Dataset records

Content starts

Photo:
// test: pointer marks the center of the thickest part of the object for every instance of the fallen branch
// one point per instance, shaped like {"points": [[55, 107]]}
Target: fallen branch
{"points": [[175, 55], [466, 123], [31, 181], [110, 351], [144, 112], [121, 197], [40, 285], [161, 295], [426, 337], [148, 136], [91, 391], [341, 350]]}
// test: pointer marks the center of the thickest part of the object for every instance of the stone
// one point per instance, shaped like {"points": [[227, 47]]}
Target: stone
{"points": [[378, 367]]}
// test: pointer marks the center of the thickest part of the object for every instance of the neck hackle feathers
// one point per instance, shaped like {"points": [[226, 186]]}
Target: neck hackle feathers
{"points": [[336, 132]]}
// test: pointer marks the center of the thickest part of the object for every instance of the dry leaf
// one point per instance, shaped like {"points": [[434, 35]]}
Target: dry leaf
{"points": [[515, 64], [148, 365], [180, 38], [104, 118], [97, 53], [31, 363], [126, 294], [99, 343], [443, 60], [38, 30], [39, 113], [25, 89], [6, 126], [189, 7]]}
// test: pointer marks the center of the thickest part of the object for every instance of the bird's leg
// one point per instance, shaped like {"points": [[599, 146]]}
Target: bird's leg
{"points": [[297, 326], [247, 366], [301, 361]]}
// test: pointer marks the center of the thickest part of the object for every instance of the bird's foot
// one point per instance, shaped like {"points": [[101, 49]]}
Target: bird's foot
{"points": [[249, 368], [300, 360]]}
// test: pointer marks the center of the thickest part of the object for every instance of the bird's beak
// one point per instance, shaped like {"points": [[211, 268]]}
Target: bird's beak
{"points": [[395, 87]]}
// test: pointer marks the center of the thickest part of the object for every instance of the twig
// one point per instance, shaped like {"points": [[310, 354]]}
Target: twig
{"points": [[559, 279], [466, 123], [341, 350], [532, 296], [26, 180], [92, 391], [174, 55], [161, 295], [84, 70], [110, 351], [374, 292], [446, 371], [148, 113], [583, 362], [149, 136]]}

Content ends

### Problem details
Give again, word for word, every line from the one holding "Target: bird's leg" to the end of the data.

### Written answer
Target: bird's leg
{"points": [[297, 326], [247, 366], [301, 361]]}
// test: pointer marks the center of the thickest part of the object for every instance of the bird's foot
// one point per instance, shaped like {"points": [[101, 49]]}
Target: bird's foot
{"points": [[249, 368], [300, 360]]}
// test: pointer marks the center of the thickest part of the object for every instance of the bird's beak
// one point per instance, shaped like {"points": [[211, 268]]}
Target: bird's beak
{"points": [[395, 87]]}
// test: pointer marks the center of the thickest part of the object for every instance of the twig
// one point per instance, shaped like {"points": [[310, 354]]}
Target: twig
{"points": [[559, 279], [466, 123], [341, 350], [532, 296], [26, 180], [92, 391], [174, 55], [161, 295], [84, 70], [110, 351], [374, 292], [446, 371], [148, 113], [583, 362], [149, 136]]}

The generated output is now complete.